Records excerpted from a collection:
[Start of section]

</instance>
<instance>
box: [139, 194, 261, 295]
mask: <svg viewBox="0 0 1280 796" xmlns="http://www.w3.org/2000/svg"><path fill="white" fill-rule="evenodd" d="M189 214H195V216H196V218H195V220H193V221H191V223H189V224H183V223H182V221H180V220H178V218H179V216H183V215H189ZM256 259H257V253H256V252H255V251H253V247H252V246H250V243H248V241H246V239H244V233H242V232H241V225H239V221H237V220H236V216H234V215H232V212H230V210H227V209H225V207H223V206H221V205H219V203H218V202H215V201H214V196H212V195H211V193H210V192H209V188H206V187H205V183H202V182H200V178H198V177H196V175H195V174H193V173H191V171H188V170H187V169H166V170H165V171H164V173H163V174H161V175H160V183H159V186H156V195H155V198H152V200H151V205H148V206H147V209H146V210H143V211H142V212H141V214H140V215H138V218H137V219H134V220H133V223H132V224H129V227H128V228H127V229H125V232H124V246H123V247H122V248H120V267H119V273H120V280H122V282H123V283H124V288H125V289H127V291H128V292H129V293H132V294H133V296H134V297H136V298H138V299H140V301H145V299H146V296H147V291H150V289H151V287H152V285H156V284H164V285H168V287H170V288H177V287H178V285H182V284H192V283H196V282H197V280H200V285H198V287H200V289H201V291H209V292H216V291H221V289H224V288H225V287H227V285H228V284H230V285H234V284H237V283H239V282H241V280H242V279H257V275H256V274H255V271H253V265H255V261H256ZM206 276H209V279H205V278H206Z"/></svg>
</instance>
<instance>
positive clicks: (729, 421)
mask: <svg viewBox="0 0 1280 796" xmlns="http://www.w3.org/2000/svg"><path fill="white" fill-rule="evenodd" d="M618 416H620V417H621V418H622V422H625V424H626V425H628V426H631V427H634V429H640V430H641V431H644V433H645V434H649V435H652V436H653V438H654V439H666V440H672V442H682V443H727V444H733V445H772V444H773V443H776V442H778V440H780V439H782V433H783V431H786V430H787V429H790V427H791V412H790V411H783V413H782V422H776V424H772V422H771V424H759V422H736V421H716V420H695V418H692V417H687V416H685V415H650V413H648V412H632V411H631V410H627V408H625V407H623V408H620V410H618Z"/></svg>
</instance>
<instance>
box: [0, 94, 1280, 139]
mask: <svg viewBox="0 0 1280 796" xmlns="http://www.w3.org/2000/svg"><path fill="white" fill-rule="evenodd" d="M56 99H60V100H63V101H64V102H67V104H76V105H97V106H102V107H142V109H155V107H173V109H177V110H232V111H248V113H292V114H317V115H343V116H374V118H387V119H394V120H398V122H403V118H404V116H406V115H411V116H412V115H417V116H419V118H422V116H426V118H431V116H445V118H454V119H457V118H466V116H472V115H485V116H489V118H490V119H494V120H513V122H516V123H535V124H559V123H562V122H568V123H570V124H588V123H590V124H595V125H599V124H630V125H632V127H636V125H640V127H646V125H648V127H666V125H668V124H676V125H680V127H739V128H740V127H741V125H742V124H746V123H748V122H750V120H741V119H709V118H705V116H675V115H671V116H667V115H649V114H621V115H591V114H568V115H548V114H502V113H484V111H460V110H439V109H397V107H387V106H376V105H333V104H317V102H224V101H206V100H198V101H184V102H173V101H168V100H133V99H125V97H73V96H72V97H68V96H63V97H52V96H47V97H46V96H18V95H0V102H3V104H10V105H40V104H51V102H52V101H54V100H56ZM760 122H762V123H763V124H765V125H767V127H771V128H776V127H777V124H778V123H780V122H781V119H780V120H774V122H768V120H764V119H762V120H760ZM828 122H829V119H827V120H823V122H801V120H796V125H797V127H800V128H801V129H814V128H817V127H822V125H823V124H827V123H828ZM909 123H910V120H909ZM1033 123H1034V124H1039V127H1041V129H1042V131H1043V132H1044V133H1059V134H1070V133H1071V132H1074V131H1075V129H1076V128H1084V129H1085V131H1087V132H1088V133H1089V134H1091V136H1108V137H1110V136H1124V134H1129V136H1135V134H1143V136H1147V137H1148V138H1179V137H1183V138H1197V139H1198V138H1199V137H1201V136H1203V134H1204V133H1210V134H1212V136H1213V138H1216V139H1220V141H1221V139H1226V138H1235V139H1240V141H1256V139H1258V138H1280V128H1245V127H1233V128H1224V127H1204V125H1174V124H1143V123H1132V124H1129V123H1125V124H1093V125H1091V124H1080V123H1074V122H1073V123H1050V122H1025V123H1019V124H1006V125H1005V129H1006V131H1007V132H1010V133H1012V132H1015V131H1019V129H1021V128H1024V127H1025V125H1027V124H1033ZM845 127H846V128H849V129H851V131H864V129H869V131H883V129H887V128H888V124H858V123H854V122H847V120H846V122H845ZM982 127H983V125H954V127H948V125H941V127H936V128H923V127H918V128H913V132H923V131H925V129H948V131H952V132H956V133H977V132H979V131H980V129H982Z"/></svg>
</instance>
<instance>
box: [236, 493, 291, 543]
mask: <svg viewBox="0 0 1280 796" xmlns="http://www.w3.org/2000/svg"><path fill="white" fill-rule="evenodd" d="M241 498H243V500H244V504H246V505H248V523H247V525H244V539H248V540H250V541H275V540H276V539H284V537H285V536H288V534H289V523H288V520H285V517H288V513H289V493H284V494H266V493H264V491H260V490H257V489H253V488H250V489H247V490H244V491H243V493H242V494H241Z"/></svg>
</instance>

[End of section]

[ASSIGNED TASK] Set down the entries verbatim, leaving none out.

[RESPONSE AREA]
</instance>
<instance>
box: [139, 194, 261, 295]
mask: <svg viewBox="0 0 1280 796" xmlns="http://www.w3.org/2000/svg"><path fill="white" fill-rule="evenodd" d="M189 214H195V216H196V218H195V220H193V221H191V223H189V224H183V223H182V221H180V220H178V218H179V216H183V215H189ZM256 259H257V253H256V252H255V251H253V247H252V246H250V243H248V241H246V239H244V233H242V232H241V225H239V221H237V220H236V216H234V215H232V212H230V210H227V209H225V207H223V206H221V205H219V203H218V202H215V201H214V196H212V195H211V193H210V192H209V188H206V187H205V183H202V182H200V178H198V177H196V175H195V174H193V173H191V171H188V170H187V169H166V170H165V171H164V173H163V174H161V175H160V183H159V186H156V195H155V198H152V200H151V205H148V206H147V209H146V210H143V211H142V212H141V214H140V215H138V218H137V219H134V220H133V223H132V224H129V227H128V228H127V229H125V232H124V246H123V247H122V248H120V267H119V273H120V280H122V282H123V283H124V288H125V289H127V291H128V292H129V293H132V294H133V296H134V297H136V298H138V299H140V301H145V299H146V296H147V291H150V289H151V287H152V285H156V284H164V285H168V287H170V288H177V287H178V285H182V284H192V283H196V282H197V280H200V285H198V287H200V289H201V291H209V292H216V291H221V289H224V288H225V287H227V285H228V284H230V285H234V284H237V283H239V282H241V280H242V279H257V275H256V274H255V271H253V265H255V261H256ZM206 276H209V279H205V278H206Z"/></svg>
</instance>
<instance>
positive clicks: (729, 421)
mask: <svg viewBox="0 0 1280 796" xmlns="http://www.w3.org/2000/svg"><path fill="white" fill-rule="evenodd" d="M618 416H620V417H621V418H622V422H625V424H626V425H628V426H631V427H634V429H640V430H641V431H644V433H645V434H649V435H652V436H653V438H654V439H666V440H672V442H682V443H727V444H733V445H772V444H773V443H776V442H778V440H780V439H782V433H783V431H786V430H787V429H790V427H791V412H790V411H783V413H782V422H776V424H772V422H771V424H759V422H736V421H716V420H695V418H692V417H687V416H685V415H650V413H648V412H632V411H631V410H627V408H625V407H623V408H620V410H618Z"/></svg>
</instance>
<instance>
box: [0, 94, 1280, 139]
mask: <svg viewBox="0 0 1280 796" xmlns="http://www.w3.org/2000/svg"><path fill="white" fill-rule="evenodd" d="M56 99H60V100H63V101H64V102H67V104H76V105H97V106H102V107H142V109H155V107H173V109H177V110H232V111H248V113H292V114H317V115H343V116H374V118H387V119H394V120H398V122H403V118H404V116H406V115H411V116H412V115H417V116H419V118H422V116H426V118H431V116H445V118H454V119H457V118H466V116H472V115H485V116H489V118H490V119H494V120H513V122H516V123H535V124H559V123H562V122H568V123H570V124H588V123H590V124H595V125H599V124H630V125H632V127H636V125H640V127H646V125H648V127H666V125H668V124H676V125H680V127H739V128H740V127H741V125H742V124H746V123H748V122H750V120H741V119H709V118H705V116H675V115H671V116H667V115H649V114H621V115H591V114H568V115H548V114H502V113H484V111H460V110H439V109H397V107H387V106H376V105H333V104H317V102H224V101H206V100H198V101H184V102H173V101H168V100H133V99H125V97H73V96H72V97H68V96H63V97H52V96H47V97H46V96H18V95H0V102H3V104H10V105H40V104H51V102H52V101H54V100H56ZM760 122H762V123H763V124H765V125H767V127H771V128H776V127H777V124H778V123H780V122H781V119H780V120H774V122H768V120H764V119H762V120H760ZM828 122H829V119H827V120H823V122H801V120H796V125H797V127H800V128H801V129H814V128H817V127H822V125H823V124H827V123H828ZM909 123H910V120H909ZM1033 123H1034V124H1039V127H1041V129H1042V131H1043V132H1044V133H1059V134H1070V133H1071V132H1074V131H1075V129H1076V128H1084V129H1085V131H1087V132H1088V133H1089V134H1091V136H1108V137H1110V136H1124V134H1129V136H1135V134H1143V136H1147V137H1148V138H1179V137H1183V138H1197V139H1198V138H1199V137H1201V136H1203V134H1204V133H1210V134H1212V136H1213V138H1216V139H1220V141H1221V139H1226V138H1235V139H1240V141H1256V139H1258V138H1280V128H1245V127H1233V128H1224V127H1204V125H1174V124H1143V123H1132V124H1129V123H1125V124H1093V125H1091V124H1080V123H1074V122H1073V123H1050V122H1025V123H1019V124H1006V125H1005V129H1006V131H1007V132H1010V133H1012V132H1015V131H1019V129H1021V128H1024V127H1025V125H1027V124H1033ZM845 127H846V128H849V129H851V131H864V129H869V131H883V129H887V128H888V124H858V123H854V122H847V120H846V122H845ZM982 127H983V125H954V127H948V125H941V127H936V128H923V127H918V128H913V132H923V131H925V129H948V131H952V132H956V133H977V132H979V131H980V129H982Z"/></svg>
</instance>
<instance>
box: [236, 493, 291, 543]
mask: <svg viewBox="0 0 1280 796" xmlns="http://www.w3.org/2000/svg"><path fill="white" fill-rule="evenodd" d="M241 498H243V500H244V504H246V505H248V523H247V525H244V539H248V540H250V541H275V540H276V539H284V537H285V536H288V534H289V523H288V520H285V517H288V513H289V493H284V494H266V493H264V491H260V490H257V489H253V488H250V489H247V490H244V491H243V493H242V494H241Z"/></svg>
</instance>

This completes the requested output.